* List of tasks *
a. List every file that the ADAMIXTURE project description says is written to the SAVE_PATH directory by default.
b. In the ADAMIXTURE project description, which flag runs the program with multiple CPU threads?
c. According to the ADAMIXTURE project description, why should the CUDA toolkit be loaded before installation when GPU acceleration is planned? Answer in one to three sentences.

* Text passage *
Skip to main content

ADAMIXTURE: Adaptive First-Order Optimization for Biobank-Scale Ancestry Inference

Project description

ADAMIXTURE logo

Fast Biobank-Scale Population Genetics Clustering

Python Version PyPI Version License Status Downloads


ADAMIXTURE is a fast CPU/GPU implementation of ADMIXTURE for biobank-scale genetic clustering. .P and .Q outputs remain compatible with ADMIXTURE.

System requirements

Hardware requirements

The successful usage of this package requires a computer with enough RAM to be able to handle the large datasets the network has been designed to work with. Due to this, we recommend using compute clusters whenever available to avoid memory issues.

Software requirements

We recommend creating a fresh Python 3.10+ virtual environment. For a faster installation experience, we highly recommend using uv.

[!IMPORTANT]
If you plan to use GPU acceleration, ensure that the CUDA toolkit is correctly loaded (e.g., module load cuda) before starting the installation. This ensures that the dependencies and internal components are correctly configured for your hardware.

As an example, using uv (recommended):

$ uv venv --python 3.10
$ source .venv/bin/activate
$ uv pip install adamixture

Installation Guide

The package can be easily installed in at most a few minutes using pip (make sure to add the --upgrade flag if updating the version):

$ pip install adamixture

Running ADAMIXTURE

To train a model, simply invoke the following commands from the root directory of the project. For more info about all the arguments, please run adamixture --help. Note that BED, VCF and PGEN are supported.

As an example, the following ADMIXTURE call

$ ./admixture snps_data.bed 8 -s 42

would be equivalent in ADAMIXTURE by running

$ adamixture -k 8 --data_path snps_data.bed --save_dir SAVE_PATH --name snps_data -s 42

By default, the following files will be output to the SAVE_PATH directory (the name parameter will be used to create the full filenames):

  • A .P file, similar to ADMIXTURE.
  • A .Q file, similar to ADMIXTURE.
  • A .png plot file containing the visualization of the inferred ancestry proportions (Q matrix).

Logs are printed to the stdout channel by default. If you want to save them to a file, you can use the command tee along with a pipe:

$ adamixture -k 8 ... | tee run.log

Running with multi-threading

To run ADAMIXTURE using multiple CPU threads, use the -t flag:

$ adamixture -k 8 --data_path data.bed --save_dir out/ --name test -t 8

Running with GPU acceleration

To leverage GPU acceleration (highly recommended for large datasets), use the --device flag:

  • NVIDIA GPU (CUDA):
    $ adamixture -k 8 --data_path data.bed --save_dir out/ --name test --device gpu
    
  • macOS Apple Silicon (MPS):
    $ adamixture -k 8 --data_path data.bed --save_dir out/ --name test --device mps
    

[!TIP] GPU Acceleration: Using GPUs greatly speeds up processing and is highly recommended for large datasets. You can specify the hardware to use with the --device parameter:

  • For NVIDIA GPUs, use --device gpu (requires CUDA).

* Information *
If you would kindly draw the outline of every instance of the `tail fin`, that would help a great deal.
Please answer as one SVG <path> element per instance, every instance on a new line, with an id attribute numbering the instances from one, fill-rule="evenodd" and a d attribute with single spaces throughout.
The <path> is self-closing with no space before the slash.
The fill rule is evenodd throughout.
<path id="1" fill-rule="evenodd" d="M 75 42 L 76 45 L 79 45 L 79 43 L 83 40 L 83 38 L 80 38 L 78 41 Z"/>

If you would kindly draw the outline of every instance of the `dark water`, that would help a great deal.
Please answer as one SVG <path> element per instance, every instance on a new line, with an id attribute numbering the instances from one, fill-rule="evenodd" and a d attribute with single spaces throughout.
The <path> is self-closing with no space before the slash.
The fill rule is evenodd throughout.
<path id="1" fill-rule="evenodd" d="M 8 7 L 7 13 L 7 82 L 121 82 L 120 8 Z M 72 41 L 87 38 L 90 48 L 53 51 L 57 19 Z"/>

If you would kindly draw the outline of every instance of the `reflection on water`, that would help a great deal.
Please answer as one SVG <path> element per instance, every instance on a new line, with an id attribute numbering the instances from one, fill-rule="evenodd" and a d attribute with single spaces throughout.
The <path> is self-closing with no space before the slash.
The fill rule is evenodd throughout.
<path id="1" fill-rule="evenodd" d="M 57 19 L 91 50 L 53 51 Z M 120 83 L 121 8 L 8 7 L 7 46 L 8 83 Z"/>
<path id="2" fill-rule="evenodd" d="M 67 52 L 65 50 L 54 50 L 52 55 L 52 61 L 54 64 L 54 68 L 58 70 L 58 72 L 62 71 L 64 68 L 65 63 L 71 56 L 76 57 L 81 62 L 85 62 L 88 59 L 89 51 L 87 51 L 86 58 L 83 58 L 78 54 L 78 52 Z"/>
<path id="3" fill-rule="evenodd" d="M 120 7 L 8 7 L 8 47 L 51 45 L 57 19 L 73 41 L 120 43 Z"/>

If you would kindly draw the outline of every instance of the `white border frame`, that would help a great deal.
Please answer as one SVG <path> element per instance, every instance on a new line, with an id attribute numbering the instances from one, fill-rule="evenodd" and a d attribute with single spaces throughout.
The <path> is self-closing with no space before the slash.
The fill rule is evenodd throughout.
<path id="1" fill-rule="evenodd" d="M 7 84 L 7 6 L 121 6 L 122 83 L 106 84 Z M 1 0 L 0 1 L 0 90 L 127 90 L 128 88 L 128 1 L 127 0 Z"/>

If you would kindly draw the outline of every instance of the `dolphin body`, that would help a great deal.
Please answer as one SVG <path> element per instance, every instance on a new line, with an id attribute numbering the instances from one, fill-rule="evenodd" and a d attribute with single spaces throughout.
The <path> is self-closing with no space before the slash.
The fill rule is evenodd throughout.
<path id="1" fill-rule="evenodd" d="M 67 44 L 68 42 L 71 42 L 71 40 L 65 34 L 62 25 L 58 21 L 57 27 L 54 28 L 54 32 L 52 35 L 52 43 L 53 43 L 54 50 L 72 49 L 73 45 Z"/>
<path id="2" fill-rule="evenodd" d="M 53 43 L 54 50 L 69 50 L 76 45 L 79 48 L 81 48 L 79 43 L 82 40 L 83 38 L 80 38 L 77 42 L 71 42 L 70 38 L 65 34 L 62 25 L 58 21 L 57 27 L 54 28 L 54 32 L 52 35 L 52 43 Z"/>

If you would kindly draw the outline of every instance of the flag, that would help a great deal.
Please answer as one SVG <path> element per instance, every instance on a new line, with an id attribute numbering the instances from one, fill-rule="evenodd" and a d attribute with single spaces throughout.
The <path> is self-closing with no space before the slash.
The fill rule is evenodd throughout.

* Your responses *
a.
- A .P file, similar to ADMIXTURE
- A .Q file, similar to ADMIXTURE
- A .png plot file that visualizes the inferred ancestry proportions (Q matrix)

b. The -t flag.

c. Loading the CUDA toolkit first ensures that the dependencies and internal components are correctly configured for the hardware.